=== Passage ===

The Duchess of Valentinois had quarrelled latterly with the house of Guise, and was disposed to favor Montmorency. The King, who was but a tool in her hands, might possibly have been induced, had he lived, to regard Coligny and his friends with less aversion. This is, however, extremely problematical, for it was Henry the Second who had concluded that memorable arrangement with his royal brother of Spain, to arrange for the Huguenot chiefs throughout both realms, a "Sicilian Vespers," upon the first favorable occasion. His death and the subsequent policy of the Queen-Regent deferred the execution of the great scheme till fourteen years later. Henry had lived long enough, however, after the conclusion of the secret agreement to reveal it to one whose life was to be employed in thwarting this foul conspiracy of monarchs against their subjects. William of Orange, then a hostage for the execution of the treaty of Cateau Cambresis, was the man with whom the King had the unfortunate conception to confer on the subject of the plot. The Prince, who had already gained the esteem of Charles the Fifth by his habitual discretion, knew how to profit by the intelligence and to bide his time; but his hostility to the policy of the French and Spanish courts was perhaps dated from that hour.

=== Material shown ===

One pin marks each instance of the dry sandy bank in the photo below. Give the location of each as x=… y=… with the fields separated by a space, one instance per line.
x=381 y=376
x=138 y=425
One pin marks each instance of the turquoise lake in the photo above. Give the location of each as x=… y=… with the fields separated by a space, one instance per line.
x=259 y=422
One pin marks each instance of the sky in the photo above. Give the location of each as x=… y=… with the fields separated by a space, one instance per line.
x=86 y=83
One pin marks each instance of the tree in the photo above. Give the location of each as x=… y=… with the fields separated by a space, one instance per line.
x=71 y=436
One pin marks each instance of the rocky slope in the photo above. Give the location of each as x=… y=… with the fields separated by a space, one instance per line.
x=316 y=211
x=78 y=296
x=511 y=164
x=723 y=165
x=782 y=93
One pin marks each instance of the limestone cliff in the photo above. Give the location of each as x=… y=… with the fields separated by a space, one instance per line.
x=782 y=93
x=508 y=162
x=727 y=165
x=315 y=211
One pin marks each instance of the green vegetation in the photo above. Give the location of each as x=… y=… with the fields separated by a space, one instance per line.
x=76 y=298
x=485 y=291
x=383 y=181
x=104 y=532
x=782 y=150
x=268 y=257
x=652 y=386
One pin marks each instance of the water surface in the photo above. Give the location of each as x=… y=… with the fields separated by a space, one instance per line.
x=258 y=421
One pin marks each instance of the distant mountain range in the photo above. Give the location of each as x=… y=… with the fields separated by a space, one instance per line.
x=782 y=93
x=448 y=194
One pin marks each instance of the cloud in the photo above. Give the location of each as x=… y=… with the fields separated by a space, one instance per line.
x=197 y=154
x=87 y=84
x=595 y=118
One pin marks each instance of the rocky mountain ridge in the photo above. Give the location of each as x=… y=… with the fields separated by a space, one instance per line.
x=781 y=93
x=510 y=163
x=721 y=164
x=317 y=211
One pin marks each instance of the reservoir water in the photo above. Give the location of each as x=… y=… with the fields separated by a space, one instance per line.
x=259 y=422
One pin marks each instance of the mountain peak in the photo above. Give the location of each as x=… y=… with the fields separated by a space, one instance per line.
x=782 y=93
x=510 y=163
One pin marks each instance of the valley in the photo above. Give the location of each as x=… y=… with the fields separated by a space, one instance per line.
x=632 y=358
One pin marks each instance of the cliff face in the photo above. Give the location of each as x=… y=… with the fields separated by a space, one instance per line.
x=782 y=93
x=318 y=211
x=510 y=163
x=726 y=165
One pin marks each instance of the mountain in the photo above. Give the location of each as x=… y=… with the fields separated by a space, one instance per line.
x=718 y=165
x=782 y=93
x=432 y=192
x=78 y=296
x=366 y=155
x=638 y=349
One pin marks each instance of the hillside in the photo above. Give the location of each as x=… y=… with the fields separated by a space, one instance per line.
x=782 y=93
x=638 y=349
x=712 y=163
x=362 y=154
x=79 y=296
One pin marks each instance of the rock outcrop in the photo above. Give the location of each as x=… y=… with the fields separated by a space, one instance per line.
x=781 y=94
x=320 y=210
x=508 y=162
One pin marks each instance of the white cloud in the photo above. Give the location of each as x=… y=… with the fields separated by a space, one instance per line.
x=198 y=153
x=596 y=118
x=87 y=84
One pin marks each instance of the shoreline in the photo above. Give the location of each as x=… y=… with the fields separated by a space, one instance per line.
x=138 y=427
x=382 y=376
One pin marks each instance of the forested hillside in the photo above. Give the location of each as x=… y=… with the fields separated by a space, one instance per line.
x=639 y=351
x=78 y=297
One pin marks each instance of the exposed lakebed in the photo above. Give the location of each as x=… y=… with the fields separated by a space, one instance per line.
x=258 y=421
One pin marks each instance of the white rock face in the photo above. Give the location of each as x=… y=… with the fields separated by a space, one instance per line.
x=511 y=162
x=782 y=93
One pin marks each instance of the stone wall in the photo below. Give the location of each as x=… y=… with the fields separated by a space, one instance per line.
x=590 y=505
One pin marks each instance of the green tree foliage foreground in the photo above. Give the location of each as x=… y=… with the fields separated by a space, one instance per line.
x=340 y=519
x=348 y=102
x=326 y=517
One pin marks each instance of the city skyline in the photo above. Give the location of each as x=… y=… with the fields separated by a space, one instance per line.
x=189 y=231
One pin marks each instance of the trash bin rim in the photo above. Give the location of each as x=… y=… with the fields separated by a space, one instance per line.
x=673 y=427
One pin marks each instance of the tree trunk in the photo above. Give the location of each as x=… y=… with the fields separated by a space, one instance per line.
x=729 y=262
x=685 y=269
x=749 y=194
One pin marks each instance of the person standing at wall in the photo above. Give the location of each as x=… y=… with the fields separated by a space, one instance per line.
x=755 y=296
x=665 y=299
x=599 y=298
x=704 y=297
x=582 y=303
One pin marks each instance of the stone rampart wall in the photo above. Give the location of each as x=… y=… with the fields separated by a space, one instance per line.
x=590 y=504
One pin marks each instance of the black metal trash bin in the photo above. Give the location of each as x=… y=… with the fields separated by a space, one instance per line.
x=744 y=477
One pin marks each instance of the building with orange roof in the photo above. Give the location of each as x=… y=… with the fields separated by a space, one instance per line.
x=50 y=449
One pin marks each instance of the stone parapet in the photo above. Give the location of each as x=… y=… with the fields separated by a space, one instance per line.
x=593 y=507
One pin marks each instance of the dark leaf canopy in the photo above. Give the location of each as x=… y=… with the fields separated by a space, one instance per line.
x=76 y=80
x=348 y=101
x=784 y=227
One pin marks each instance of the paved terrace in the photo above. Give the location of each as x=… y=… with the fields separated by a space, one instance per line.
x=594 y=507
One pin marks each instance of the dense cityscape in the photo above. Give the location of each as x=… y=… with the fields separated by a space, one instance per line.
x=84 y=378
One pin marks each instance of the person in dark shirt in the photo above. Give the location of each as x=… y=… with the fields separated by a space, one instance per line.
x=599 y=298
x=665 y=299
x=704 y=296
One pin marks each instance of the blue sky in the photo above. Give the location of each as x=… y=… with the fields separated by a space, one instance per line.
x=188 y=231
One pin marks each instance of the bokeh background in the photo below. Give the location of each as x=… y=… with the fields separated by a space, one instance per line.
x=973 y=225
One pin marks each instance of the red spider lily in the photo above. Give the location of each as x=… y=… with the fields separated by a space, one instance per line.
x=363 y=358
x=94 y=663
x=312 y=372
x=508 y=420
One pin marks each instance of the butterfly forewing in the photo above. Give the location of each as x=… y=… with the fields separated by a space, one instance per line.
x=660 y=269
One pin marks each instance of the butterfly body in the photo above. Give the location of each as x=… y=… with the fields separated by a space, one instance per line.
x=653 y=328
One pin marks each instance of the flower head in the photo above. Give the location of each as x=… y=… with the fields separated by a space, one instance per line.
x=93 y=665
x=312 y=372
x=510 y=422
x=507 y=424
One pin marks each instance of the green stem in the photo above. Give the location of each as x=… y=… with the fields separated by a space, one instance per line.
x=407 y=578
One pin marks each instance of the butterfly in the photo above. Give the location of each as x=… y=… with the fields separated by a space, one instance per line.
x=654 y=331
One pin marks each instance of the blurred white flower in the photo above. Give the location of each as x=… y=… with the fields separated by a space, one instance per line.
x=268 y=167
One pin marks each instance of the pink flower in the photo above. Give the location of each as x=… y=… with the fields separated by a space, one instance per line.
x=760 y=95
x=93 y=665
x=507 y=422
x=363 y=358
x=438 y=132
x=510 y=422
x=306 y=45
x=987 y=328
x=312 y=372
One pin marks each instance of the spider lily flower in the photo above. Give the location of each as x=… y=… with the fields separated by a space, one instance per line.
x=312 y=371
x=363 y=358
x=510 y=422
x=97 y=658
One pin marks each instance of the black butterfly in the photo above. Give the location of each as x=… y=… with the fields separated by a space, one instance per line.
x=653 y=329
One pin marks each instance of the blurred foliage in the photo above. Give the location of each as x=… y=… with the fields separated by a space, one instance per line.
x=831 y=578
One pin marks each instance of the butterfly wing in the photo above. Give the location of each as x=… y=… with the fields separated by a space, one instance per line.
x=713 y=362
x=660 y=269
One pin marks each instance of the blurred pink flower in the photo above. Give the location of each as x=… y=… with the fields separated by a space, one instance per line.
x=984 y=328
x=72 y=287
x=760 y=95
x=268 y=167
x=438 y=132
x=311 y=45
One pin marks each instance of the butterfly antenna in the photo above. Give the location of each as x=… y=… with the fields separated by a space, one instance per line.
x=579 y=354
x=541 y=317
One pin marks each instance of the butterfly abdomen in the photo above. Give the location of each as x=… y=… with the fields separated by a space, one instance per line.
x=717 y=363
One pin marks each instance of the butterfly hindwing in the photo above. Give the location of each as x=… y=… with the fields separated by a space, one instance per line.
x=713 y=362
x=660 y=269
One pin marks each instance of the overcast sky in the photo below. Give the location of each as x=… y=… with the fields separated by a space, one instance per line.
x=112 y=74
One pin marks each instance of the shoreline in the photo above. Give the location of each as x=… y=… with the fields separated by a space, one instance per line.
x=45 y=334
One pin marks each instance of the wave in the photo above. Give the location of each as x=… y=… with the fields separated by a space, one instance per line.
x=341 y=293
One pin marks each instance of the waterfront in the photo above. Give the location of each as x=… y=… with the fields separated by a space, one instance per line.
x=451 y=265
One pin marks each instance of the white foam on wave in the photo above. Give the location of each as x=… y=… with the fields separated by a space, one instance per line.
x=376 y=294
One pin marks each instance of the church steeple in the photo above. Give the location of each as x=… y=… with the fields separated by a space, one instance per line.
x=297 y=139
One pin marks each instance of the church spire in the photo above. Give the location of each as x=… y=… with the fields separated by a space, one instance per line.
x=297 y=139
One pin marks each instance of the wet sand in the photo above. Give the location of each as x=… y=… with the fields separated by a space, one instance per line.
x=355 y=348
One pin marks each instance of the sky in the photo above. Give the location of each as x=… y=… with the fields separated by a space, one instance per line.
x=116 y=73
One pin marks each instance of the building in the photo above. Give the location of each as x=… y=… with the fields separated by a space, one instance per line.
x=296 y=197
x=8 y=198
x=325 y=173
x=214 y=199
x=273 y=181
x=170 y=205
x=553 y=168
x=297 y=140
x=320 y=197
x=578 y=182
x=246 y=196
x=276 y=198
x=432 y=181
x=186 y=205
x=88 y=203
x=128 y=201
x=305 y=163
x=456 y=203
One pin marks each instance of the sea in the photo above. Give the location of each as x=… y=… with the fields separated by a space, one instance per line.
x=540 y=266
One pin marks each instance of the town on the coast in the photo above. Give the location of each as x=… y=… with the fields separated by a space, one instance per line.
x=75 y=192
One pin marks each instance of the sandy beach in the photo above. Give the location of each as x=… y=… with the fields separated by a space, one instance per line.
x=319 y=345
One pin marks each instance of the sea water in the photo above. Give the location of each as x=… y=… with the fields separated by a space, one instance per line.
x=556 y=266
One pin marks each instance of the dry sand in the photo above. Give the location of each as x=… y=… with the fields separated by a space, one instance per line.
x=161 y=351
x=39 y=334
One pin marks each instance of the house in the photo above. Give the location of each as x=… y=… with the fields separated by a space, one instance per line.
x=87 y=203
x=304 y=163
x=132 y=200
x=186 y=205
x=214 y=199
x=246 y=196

===

*Exercise prompt*. Please continue the passage about Henry the Second, Coligny, and William of Orange, picking up after its final sentence.

*Task output*.
Pending the peace negotiations, Philip had been called upon to mourn for his wife and father. He did not affect grief for the death of Mary Tudor, but he honored the Emperor's departure with stately obsequies at Brussels. The ceremonies lasted two days (the 29th and 30th December, 1558). In the grand and elaborate procession which swept through the streets upon the first day, the most conspicuous object was a ship floating apparently upon the waves, and drawn by a band of Tritons who disported at the bows. The masts, shrouds, and sails of the vessel were black, it was covered with heraldic achievements, banners and emblematic mementos of the Emperor's various expeditions, while the flags of Turks and Moors trailed from her sides in the waves below. Three allegorical personages composed the crew. Hope, "all clothyd in brown, with anker in hand," stood at the prow; Faith, with sacramental chalice and red cross, clad in white garment, with her face nailed "with white tiffany," sat on a "stool of estate" before the mizen-mast; while Charity "in red, holding in her hand a burning heart," was at the helm to navigate the vessel. Hope, Faith, and Love were thought the most appropriate symbols for the man who had invented the edicts, introduced the inquisition, and whose last words, inscribed by a hand already trembling with death, had adjured his son, by his love, allegiance, and hope of salvation, to deal to all heretics the extreme rigor of the law, "without respect of persons and without regard to any plea in their favor."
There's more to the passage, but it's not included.